- DATA SUPPLIED -
════════════════

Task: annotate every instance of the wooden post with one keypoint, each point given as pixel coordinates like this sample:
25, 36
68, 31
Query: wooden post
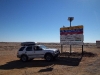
61, 48
82, 50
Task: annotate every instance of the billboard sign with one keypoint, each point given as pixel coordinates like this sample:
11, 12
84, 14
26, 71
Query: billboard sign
98, 43
72, 35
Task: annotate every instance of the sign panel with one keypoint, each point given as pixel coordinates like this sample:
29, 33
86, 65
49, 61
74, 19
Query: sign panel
71, 35
98, 43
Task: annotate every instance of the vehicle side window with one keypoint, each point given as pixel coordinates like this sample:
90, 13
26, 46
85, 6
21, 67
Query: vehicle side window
37, 48
21, 49
29, 49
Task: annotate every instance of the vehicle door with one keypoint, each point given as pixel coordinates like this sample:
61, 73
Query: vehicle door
29, 51
38, 52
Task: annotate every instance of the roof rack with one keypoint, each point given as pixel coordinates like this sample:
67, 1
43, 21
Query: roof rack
27, 43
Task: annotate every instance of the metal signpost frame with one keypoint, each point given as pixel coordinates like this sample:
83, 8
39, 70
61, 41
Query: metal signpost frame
72, 35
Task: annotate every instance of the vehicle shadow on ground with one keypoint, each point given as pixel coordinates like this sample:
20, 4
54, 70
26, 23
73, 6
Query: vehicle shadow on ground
63, 59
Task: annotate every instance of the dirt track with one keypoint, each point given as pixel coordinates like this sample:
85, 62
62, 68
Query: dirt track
88, 64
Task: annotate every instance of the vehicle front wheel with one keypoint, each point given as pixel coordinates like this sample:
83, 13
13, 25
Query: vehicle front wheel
49, 57
24, 58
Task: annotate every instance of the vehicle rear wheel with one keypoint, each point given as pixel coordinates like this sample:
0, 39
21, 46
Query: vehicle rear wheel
49, 57
24, 58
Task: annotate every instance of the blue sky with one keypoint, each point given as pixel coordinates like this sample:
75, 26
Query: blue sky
40, 20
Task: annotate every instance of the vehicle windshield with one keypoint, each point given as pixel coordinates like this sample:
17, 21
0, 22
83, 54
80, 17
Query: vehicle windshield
43, 47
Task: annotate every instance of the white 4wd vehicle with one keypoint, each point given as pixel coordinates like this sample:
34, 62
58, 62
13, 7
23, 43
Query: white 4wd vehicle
37, 51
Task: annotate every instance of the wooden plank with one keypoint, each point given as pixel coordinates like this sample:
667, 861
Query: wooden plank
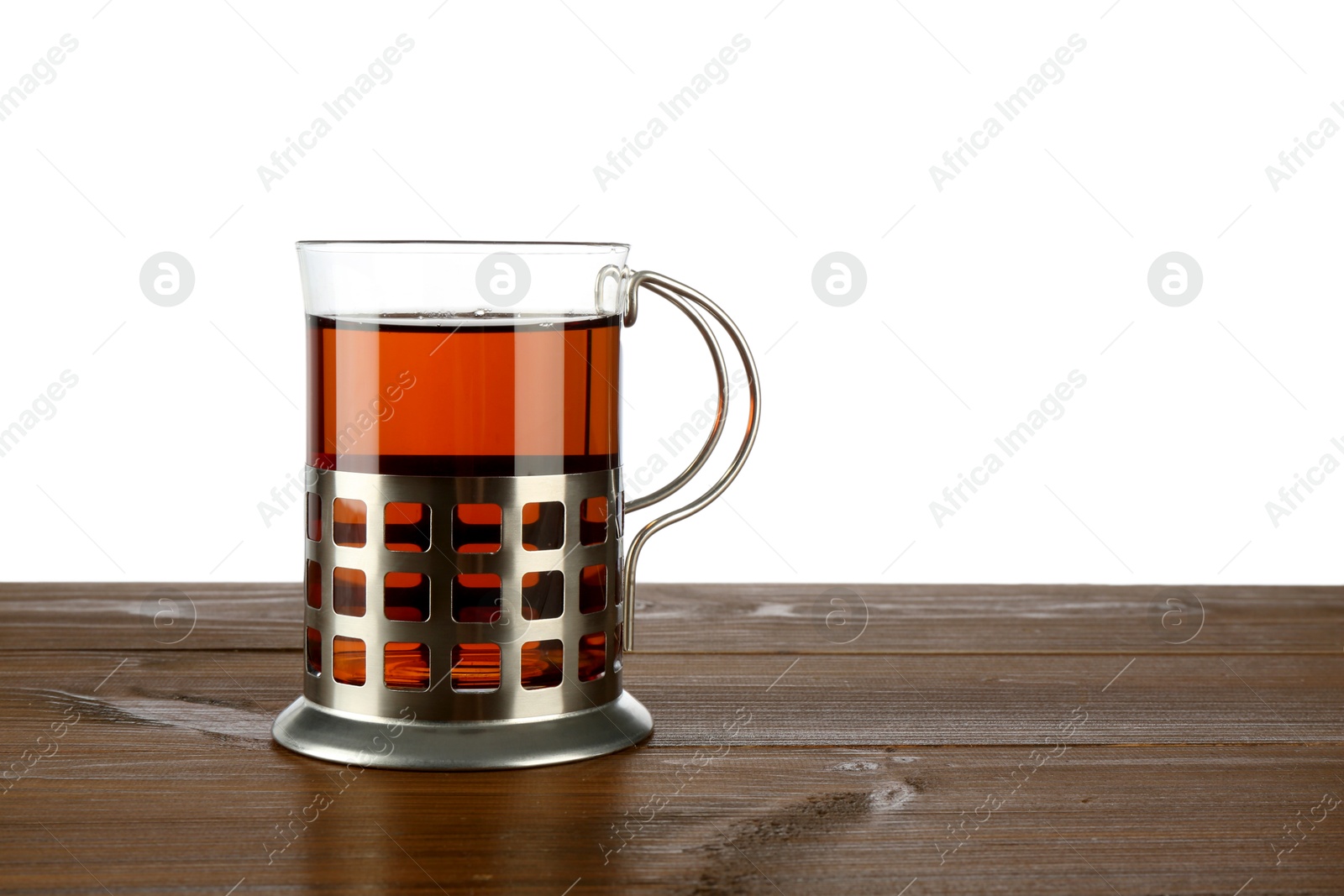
806, 700
743, 618
139, 810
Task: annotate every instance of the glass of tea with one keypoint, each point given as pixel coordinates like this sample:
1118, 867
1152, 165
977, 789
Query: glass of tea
467, 598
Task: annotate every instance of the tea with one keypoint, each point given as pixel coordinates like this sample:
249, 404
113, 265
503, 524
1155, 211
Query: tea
465, 396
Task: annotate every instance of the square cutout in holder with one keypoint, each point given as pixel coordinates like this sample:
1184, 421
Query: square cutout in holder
313, 584
593, 656
349, 591
593, 520
543, 526
407, 665
407, 597
543, 594
349, 660
476, 667
313, 511
476, 597
407, 527
542, 664
349, 523
593, 589
313, 651
477, 528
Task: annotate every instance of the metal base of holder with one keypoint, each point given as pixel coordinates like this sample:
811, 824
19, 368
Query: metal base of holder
461, 746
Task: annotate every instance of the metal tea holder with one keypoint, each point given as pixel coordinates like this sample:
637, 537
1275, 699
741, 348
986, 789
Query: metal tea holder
438, 727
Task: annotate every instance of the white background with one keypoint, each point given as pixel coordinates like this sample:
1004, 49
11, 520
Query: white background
1028, 265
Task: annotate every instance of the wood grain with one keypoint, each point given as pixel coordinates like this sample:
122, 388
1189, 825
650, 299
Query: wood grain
181, 815
974, 739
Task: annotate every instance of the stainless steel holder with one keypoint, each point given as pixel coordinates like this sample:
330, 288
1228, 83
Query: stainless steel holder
582, 712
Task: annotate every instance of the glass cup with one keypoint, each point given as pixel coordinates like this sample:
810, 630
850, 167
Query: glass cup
464, 579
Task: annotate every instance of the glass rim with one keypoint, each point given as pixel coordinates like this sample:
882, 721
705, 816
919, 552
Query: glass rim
429, 244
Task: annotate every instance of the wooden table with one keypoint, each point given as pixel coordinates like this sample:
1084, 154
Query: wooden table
891, 739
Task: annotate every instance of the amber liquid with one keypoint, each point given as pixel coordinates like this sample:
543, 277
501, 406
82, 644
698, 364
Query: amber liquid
459, 396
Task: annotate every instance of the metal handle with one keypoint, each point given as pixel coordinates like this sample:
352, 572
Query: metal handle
685, 300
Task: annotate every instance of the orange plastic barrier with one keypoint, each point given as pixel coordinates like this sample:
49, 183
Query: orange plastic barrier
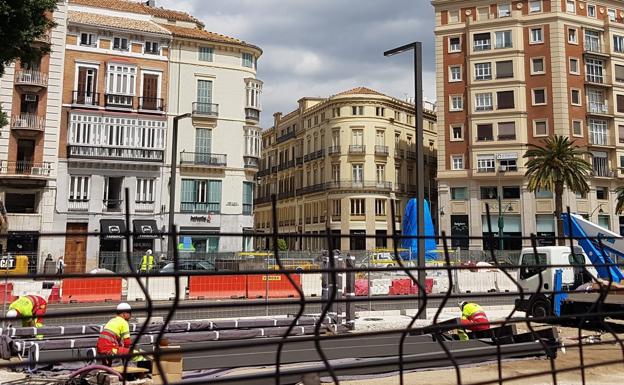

════════════════

- PROMPT -
Beginning with the line that holds "Task: annotate every instance of the wood grain" and ending with the last line of the material above, extract every line exactly, pictures excluded.

- EXERCISE RESPONSE -
Task: annotate every instance of the wood grain with one keypoint, each point given as pixel coordinates like this sample:
122, 388
1189, 825
650, 299
Query: wood grain
181, 815
974, 739
Task: annotate every instance of the stainless steel holder with one keypoint, each point given as pixel coordinates like this sample:
330, 288
1228, 83
Query: stainless steel holder
582, 712
Task: annotate every instance of the glass cup with one keypoint, each point given as pixel coordinates like this sample:
810, 630
850, 167
Query: glass cup
464, 579
Task: annotate every instance of the glass rim with one keypoint, each point given as pixel coordinates like this sample:
882, 721
705, 816
919, 552
Query: glass rim
429, 244
Task: annotate every instance of the wooden table with one keypoint, each point given as pixel coordinates like this sample:
1084, 154
Query: wooden table
891, 739
Task: annotate every instance of the amber liquid with one keypoint, each point given as pixel coordinates like this sample:
543, 277
501, 406
82, 644
698, 364
Query: amber liquid
459, 396
Task: annotate every instance of the metal handle with one keypoint, each point given as pixel coordinates like this sample:
352, 572
Query: metal handle
685, 300
Task: annotate every instance of the orange plastic barrier with one keypoint, each point given as pixel coordinates like this sample:
49, 183
Query: orange plastic barrier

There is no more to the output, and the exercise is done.